#### Information shown ####
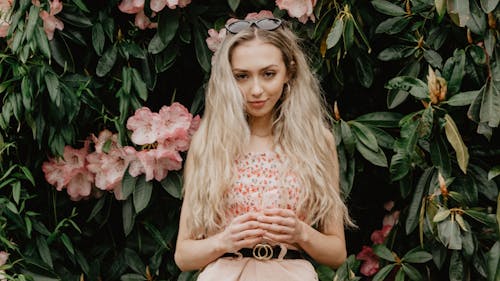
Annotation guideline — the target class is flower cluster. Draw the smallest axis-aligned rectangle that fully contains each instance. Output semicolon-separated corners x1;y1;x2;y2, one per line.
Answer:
356;201;399;276
0;0;12;38
118;0;191;30
276;0;316;23
0;251;9;281
42;103;200;201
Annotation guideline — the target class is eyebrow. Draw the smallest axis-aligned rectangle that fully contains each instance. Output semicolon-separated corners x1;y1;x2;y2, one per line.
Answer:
232;64;278;72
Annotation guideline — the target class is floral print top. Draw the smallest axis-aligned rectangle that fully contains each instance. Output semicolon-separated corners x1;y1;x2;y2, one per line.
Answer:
224;152;300;219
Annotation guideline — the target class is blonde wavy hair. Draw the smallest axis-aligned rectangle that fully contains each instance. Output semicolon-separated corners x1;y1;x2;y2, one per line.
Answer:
184;20;352;238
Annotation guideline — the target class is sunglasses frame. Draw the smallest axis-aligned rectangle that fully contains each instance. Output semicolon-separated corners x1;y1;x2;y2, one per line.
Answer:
225;18;283;34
####
Problem statement. Recast the material from its start through the line with "184;20;352;238" as a two-column CSV with headers instruction and boxes. Give each instruction its own row, with the instruction's text and its answer each in one quoted field and line breaks changed to spaces, and omit the pictures.

Finished answer.
instruction,boxes
"Annotation guideline — the target class is flower cluster. Draw the smallest axis-aligned rectangle that fully contains each instance. Output semicolon-separated corners x1;y1;x2;y2, one per line. Answer:","356;201;399;276 0;0;12;38 118;0;191;30 276;0;316;23 0;251;9;281 42;103;200;201"
"Annotation guideline — the target class is eyebrow. Draw the smallest axis-aligned rectangle that fully contains each instance. Output semicolon-separated corners x1;y1;x2;y2, one per line. Answer:","232;64;278;72"
"Annotation guideline — the target class is floral print top. Draw the smallest axis-aligned rectangle that fully contains each instance. Output semicolon-separated corners x1;y1;x2;y2, one per line. Answer:","224;152;300;219"
"Annotation guideline — the target class is blonde wavy hair. Draw the smallest axis-aligned rectangle that fully contains each instance. Output semicolon-separated corners x1;y1;x2;y2, one per line. Answer:","184;20;352;238"